= Fragment tekstu =
Jakie powinno być kształcenie polskich chirurgów wobec rewolucji technicznej i naukowej w medycynie?
Świat chirurgiczny się zmienia, ale nie można chyba mówić o rewolucji. Polska chirurgia potrzebuje nadal chirurgów doskonale wykształconych w technikach klasycznych.
Wiele się już zmieniło, jeśli chodzi o szkolenie, jest dużo lepiej niż kiedyś. Moim zdaniem powinny powstać ośrodki szkoleniowe zrzeszające kilka oddziałów lub klinik. Każdy z tych ośrodków zwykle ma inną specyfikę i operuje inaczej czy specjalizuje się, np. w chirurgii endokrynologicznej. Każdy rezydent powinien odbyć kilkumiesięczny staż w każdym oddziale. Wtedy doświadczenie młodego chirurga byłoby większe. Uważam, że warunkiem, który musiałby spełniać oddział, aby korzystać z pomocy rezydentów, byłoby pozwalanie na wykonywanie wszystkich operacji przez specjalizujących się młodych chirurgów. Wiadomo, że po dwuletnim szkoleniu młody chirurg, przy uważnej pomocy doświadczonego kolegi, jest w stanie wykonać prawie każdy zabieg. Oczywiście nowe techniki powinny być implantowane do wszystkich oddziałów, choć uważam, że niektóre operacje należałoby wykonywać tylko tam, gdzie pracuje doświadczona kadra chirurgiczna, a liczba przeprowadzanych zabiegów pozwala na uzyskanie dużego doświadczenia przez operujący zespół. Natomiast najnowsze techniki i technologie powinny być stosowane tylko w wybranych specjalistycznych jednostkach. Chcę też poruszyć bardzo ważną kwestię. Dziś, w dobie likwidacji stażu podyplomowego oraz wprowadzenia dwumodułowego systemu specjalizacji, kiedy lekarze wszystkich specjalności zabiegowych (okulistyki, ortopedii, laryngologii, ginekologii itd.) będą odbywać roczne lub dwuletnie szkolenie z chirurgii ogólnej, istnieje absolutna konieczność utworzenia centrum szkolenia chirurgów. Nie ma możliwości, aby takie szkolenie przeprowadzić na istniejącej bazie oddziałów chirurgii ogólnej.
W takim centrum młodzi chirurdzy powinni się uczyć szyć jelito i inne tkanki, a doświadczeni – nowych technik, z użyciem np. symulatorów.

Jakie działania rekomendowałby pan, aby udało się wypełnić lukę pokoleniową, która występuje w chirurgii polskiej?

= Zadanie do wykonania 1 =
Przepisz z fragmentu o szkoleniu chirurgów dokładnie ten urywek, który zaczyna się od słów „Świat chirurgiczny się” i ciągnie się aż do słów „w technikach klasycznych.”.
= Zadanie do wykonania 2 =
Odpowiedz na podstawie fragmentu o szkoleniu chirurgów na poniższe pytania:
(a) Po jak długim szkoleniu młody chirurg jest w stanie wykonać prawie każdy zabieg przy uważnej pomocy doświadczonego kolegi?
(b) Gdzie powinny być stosowane najnowsze techniki i technologie?
(c) Czego w centrum szkolenia powinni się uczyć młodzi chirurdzy?
= Zadanie do wykonania 3 =
Oceń, czy każde z poniższych stwierdzeń zgadza się z fragmentem o szkoleniu chirurgów. Przy każdym odpowiedz „tak” lub „nie” i przytocz rozstrzygające słowa tekstu.
(a) W świecie chirurgicznym zachodzi rewolucja.
(b) Każdy rezydent powinien odbyć kilkumiesięczny staż w każdym oddziale.
(c) Szkolenie lekarzy specjalności zabiegowych z chirurgii ogólnej da się przeprowadzić na istniejącej bazie oddziałów chirurgii ogólnej.

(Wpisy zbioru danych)

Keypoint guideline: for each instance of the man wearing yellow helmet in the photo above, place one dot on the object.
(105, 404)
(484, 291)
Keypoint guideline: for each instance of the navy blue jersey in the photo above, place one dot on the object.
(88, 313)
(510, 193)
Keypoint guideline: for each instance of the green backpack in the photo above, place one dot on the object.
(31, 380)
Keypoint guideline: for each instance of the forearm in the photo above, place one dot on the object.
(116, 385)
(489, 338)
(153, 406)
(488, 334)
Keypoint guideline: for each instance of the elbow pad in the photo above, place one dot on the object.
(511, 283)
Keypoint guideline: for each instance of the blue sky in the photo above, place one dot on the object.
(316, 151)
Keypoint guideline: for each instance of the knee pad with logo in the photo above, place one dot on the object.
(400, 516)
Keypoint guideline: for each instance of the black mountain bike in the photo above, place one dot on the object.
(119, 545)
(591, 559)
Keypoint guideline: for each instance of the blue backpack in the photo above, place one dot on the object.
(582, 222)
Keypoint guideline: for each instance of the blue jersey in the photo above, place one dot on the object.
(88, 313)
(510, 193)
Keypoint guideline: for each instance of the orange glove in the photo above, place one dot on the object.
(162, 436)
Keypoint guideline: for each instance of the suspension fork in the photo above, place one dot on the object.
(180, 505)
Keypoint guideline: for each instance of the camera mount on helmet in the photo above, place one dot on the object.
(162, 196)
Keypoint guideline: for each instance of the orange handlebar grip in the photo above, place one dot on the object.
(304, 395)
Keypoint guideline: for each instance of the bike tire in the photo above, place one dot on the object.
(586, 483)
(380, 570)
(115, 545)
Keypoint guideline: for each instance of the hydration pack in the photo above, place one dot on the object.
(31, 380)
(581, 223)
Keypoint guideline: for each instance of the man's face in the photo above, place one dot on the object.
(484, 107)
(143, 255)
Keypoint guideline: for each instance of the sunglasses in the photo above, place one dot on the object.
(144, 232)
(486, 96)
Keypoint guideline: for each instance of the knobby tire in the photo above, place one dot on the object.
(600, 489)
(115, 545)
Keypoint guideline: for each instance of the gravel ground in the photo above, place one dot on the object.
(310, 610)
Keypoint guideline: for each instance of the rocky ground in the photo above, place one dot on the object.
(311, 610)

= Rozwiązanie 1 =
Świat chirurgiczny się zmienia, ale nie można chyba mówić o rewolucji. Polska chirurgia potrzebuje nadal chirurgów doskonale wykształconych w technikach klasycznych.

= Rozwiązanie 2 =
(a) Po dwuletnim szkoleniu.
(b) Tylko w wybranych specjalistycznych jednostkach.
(c) Szycia jelita i innych tkanek.

= Rozwiązanie 3 =
(a) Nie: „Świat chirurgiczny się zmienia, ale nie można chyba mówić o rewolucji.”
(b) Tak: „Każdy rezydent powinien odbyć kilkumiesięczny staż w każdym oddziale.”
(c) Nie: „Nie ma możliwości, aby takie szkolenie przeprowadzić na istniejącej bazie oddziałów chirurgii ogólnej.”